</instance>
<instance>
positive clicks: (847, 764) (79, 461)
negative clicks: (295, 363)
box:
________________________________________
▸ **PROBLEM STATEMENT**: Your task is to quote all of the data word for word.

▸ **THE COMPLETED TASK**:
</instance>
<instance>
positive clicks: (847, 764) (79, 461)
negative clicks: (295, 363)
box:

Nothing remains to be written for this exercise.